*Instructions for the task*. Search the records below for "stem" and copy every line it turns up in.

*Extracted material*.
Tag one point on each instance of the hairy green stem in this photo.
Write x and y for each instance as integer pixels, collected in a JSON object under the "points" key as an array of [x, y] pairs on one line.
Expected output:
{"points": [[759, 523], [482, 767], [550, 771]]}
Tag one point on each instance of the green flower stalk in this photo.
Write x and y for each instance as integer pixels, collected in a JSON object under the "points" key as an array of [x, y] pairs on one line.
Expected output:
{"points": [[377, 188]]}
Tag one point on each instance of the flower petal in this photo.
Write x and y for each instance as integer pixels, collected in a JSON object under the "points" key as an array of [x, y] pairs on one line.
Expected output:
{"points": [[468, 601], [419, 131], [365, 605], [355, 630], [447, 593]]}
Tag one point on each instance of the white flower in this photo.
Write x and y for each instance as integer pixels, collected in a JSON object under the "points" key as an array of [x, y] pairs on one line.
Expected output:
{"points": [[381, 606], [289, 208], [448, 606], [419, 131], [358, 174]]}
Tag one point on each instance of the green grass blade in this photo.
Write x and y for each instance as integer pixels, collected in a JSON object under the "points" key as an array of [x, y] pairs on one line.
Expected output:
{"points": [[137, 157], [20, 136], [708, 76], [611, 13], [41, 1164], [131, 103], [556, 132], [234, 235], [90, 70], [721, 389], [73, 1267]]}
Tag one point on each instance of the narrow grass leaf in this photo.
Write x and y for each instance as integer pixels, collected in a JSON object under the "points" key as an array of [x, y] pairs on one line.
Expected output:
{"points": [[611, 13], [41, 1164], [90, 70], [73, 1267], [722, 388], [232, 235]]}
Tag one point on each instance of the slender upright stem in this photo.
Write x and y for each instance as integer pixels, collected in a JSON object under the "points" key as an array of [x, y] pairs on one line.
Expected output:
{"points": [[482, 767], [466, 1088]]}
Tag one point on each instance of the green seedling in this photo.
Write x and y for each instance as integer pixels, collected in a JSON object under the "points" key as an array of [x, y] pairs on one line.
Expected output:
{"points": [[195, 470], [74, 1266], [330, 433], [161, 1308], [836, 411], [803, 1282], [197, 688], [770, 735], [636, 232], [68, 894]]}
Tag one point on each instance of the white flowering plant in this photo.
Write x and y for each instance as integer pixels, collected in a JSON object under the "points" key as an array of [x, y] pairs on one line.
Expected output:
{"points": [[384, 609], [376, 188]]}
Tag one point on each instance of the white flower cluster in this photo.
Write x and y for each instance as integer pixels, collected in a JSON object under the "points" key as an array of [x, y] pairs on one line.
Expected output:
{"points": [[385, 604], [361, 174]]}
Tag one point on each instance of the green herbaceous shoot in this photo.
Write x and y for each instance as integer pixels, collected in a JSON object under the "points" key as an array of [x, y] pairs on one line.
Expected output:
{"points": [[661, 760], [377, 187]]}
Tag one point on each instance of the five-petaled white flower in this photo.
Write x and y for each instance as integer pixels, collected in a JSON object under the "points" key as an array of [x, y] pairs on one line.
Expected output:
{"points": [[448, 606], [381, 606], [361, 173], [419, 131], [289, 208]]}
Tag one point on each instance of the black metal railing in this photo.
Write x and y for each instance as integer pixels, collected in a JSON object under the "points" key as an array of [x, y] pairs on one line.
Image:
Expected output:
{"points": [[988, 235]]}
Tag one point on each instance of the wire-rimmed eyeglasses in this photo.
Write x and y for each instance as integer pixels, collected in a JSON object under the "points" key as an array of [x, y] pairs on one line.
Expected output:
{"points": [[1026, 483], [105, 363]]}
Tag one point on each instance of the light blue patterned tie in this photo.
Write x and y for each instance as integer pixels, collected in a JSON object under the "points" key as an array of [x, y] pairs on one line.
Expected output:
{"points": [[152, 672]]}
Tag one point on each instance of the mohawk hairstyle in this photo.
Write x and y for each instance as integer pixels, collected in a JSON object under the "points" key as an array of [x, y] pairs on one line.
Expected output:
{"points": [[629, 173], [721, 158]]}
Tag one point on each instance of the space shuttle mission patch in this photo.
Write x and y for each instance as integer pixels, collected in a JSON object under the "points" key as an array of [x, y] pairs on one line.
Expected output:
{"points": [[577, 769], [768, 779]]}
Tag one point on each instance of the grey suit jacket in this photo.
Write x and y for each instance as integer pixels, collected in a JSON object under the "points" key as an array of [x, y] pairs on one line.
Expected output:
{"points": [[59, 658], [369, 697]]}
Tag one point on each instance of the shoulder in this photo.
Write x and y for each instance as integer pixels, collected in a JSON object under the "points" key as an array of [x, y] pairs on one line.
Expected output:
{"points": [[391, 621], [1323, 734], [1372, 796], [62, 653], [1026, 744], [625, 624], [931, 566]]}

*Task solution*.
Tag one point on each instance of the hairy green stem in this photo.
Tag one point on each instance of the slender upright stem in this photo.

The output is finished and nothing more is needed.